── PROVIDED PASSAGE

It is clearly an example of a nonstandard form of employment serving as a stepping stone to stable employment, facilitated by the labor market sector and the resources of workers committed to selfdevelopment and the acquisition of specialized skills, who might have also been socialized to a deregulated labor market where nonstandard employment is a normalized type of arrangement (see Sadowski, Mach, 2021). The situation of young data analysts is evidently privileged when compared with care workers employed under the same type of contract. In the latter case, mandate contracts represent clear examples of exploitation, where workers are coerced into accepting such contracts and, due to limited bargaining power, have little choice but to comply. They did not derive tax benefits from this arrangement, as they are over 26 years old, as well as they could not secure access to social security through academic institutions or parents. This form of employment is condemned by Kaja, a 32-year-old care worker working with mandate contract:
And what else can be said about mandate or specific-task contracts[6]? They’re basically ‘junk contracts,’ because in a few years these contracts can just be thrown away [because they do not contribute to long-term stability – S.B.].
In the experience of this group of the interviewed care workers, mandate contracts created a number of insecurities. The first one was low remuneration, which, despite being formally constrained by the minimum wage, remained insufficient. They did not have access to paid leave, and the lack of regulation also extended to working hours, which often exceeded a full-time workload – a situation particularly problematic in care work, which is physically and mentally demanding. It is bluntly stated by Marzena, a 39-year-old care worker working with mandate contract:
And above all, [I wish – S.B.] at least the salaries would be raised, because given our hourly costs, what we earn is really just a laughable amount. We really give our all, and we get almost nothing.
The interviewees reported the lack of employment security, citing cases of termination at short notice, as experienced by some of the participants. Compared with data analysts, they experienced only the formal provisions of the contract, i.e., without additional agreements with the employer, and the nonstandard form of employment was the main source of precarity. They coped with these drawbacks using individual strategies, mainly private pension funds, additional private health insurance, and strategic planning of employment. Both cases illustrate formal violations of the Labor Code, yet their consequences differ considerably. First, the experience of work is shaped by factors such as career stage, with mandate contracts among data analysts serving as a “stepping stone”, whereas for care workers they constitute the “trap of instability” (see Kiersztyn, 2021). Moreover, at the level of working conditions, the data analysis sector provides informal agreements that mitigate the adverse effects of the lack of regulation, whereas among care workers all negative consequences fall directly on them. Consequently, mandate contracts, in the absence of additional resources, unequivocally result in the precarization of employment.

────

GOAL OF THE EXERCISE: In the passage on mandate contracts, replace "remuneration" with "pay" and write out the part from "In the experience" up to and including "get almost nothing.".

── INFORMATION PROVIDED

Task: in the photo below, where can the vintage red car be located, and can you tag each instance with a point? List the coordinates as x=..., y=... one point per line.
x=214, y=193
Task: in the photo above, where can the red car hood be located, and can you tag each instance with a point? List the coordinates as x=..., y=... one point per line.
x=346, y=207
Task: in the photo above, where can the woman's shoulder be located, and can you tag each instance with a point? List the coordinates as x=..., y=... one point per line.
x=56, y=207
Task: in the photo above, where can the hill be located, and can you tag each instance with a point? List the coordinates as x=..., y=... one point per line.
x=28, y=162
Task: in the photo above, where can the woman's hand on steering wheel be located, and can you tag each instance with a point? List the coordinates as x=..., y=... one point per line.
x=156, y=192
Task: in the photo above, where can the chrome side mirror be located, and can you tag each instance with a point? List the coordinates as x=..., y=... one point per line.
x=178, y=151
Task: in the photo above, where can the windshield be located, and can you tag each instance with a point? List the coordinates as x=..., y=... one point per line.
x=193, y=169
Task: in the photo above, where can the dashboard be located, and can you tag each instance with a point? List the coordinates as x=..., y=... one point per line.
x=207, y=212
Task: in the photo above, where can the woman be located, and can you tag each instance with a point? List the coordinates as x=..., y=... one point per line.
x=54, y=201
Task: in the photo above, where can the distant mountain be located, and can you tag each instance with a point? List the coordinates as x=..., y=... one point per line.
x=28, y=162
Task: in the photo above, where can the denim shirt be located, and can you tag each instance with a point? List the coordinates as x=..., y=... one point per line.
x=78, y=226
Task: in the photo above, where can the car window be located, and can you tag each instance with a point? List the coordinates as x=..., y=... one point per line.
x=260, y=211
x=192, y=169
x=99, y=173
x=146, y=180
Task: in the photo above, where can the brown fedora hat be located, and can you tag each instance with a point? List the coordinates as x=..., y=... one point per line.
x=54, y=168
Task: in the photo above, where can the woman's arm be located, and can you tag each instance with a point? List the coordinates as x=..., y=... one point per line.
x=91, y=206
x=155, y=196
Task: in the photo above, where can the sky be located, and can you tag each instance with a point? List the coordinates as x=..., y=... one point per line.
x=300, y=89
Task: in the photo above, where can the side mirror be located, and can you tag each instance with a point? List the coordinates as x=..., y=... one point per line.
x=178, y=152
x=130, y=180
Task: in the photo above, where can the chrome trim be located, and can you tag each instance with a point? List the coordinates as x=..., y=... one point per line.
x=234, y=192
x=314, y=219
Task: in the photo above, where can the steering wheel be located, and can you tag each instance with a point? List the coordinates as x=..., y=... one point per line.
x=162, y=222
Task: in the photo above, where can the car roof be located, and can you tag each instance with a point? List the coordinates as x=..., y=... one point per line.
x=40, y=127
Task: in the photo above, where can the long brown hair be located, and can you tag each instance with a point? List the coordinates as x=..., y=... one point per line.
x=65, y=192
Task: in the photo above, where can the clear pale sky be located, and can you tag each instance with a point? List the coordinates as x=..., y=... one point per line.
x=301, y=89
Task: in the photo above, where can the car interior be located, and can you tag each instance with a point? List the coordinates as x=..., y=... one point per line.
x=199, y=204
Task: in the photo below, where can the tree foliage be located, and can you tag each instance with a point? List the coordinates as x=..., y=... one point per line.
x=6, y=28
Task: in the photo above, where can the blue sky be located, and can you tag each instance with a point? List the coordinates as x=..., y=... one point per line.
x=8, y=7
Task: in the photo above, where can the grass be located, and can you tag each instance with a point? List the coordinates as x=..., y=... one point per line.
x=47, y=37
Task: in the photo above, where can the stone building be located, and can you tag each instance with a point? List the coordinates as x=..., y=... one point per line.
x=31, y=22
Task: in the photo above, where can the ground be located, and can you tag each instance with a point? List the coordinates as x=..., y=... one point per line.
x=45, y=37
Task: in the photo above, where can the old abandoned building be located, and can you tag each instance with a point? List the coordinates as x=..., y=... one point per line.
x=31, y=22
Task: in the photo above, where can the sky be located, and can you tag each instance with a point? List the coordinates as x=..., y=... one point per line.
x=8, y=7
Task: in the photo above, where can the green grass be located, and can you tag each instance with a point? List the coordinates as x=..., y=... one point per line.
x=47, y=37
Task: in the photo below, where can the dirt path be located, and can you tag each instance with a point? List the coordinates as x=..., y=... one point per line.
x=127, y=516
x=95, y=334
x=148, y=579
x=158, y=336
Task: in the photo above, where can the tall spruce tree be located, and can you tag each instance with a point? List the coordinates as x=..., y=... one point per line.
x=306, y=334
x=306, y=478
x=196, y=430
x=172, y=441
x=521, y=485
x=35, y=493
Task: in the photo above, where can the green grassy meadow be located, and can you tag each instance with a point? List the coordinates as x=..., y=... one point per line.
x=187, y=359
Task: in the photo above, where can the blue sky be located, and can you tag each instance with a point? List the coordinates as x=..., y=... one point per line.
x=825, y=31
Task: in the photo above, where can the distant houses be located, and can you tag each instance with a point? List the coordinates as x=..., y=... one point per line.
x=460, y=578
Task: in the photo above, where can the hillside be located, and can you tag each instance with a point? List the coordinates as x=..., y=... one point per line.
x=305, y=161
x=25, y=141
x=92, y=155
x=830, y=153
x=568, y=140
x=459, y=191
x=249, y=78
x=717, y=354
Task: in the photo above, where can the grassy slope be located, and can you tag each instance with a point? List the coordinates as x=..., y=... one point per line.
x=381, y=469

────
── INFORMATION PROVIDED

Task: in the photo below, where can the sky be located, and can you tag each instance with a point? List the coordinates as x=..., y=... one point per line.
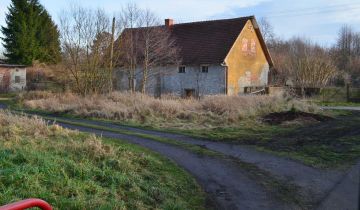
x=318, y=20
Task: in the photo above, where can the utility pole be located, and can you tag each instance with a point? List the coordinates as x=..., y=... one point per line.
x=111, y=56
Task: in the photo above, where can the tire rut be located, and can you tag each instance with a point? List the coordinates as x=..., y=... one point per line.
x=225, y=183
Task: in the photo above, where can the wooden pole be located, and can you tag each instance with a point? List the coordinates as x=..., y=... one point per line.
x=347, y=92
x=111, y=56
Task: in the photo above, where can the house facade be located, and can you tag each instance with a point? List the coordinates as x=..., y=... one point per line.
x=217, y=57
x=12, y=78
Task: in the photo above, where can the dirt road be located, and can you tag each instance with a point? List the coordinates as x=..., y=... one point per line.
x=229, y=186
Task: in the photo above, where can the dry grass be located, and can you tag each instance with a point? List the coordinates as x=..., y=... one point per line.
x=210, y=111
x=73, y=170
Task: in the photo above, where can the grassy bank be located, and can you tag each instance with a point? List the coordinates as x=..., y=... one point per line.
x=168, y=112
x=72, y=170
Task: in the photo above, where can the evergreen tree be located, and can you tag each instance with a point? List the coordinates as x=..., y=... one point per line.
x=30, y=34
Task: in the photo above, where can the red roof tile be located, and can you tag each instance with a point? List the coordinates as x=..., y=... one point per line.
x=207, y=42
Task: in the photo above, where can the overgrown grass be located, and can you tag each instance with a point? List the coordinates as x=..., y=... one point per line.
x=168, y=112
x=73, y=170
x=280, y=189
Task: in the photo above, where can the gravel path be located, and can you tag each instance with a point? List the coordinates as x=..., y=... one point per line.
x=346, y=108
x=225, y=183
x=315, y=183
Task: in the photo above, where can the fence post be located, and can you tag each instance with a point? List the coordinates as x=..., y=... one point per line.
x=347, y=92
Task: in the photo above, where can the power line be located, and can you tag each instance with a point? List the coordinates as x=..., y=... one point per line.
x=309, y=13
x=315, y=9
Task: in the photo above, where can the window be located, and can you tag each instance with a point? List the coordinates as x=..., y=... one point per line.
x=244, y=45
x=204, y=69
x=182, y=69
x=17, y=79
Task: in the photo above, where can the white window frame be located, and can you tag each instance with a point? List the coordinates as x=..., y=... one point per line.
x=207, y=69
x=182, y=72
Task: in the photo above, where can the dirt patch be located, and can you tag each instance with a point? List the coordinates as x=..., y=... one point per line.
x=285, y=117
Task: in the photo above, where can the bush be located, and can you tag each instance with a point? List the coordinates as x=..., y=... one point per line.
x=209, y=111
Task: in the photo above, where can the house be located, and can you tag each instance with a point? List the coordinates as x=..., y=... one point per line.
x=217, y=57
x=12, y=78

────

ANSWER FOR THE TASK:
In the experience of this group of the interviewed care workers, mandate contracts created a number of insecurities. The first one was low pay, which, despite being formally constrained by the minimum wage, remained insufficient. They did not have access to paid leave, and the lack of regulation also extended to working hours, which often exceeded a full-time workload – a situation particularly problematic in care work, which is physically and mentally demanding. It is bluntly stated by Marzena, a 39-year-old care worker working with mandate contract:
And above all, [I wish – S.B.] at least the salaries would be raised, because given our hourly costs, what we earn is really just a laughable amount. We really give our all, and we get almost nothing.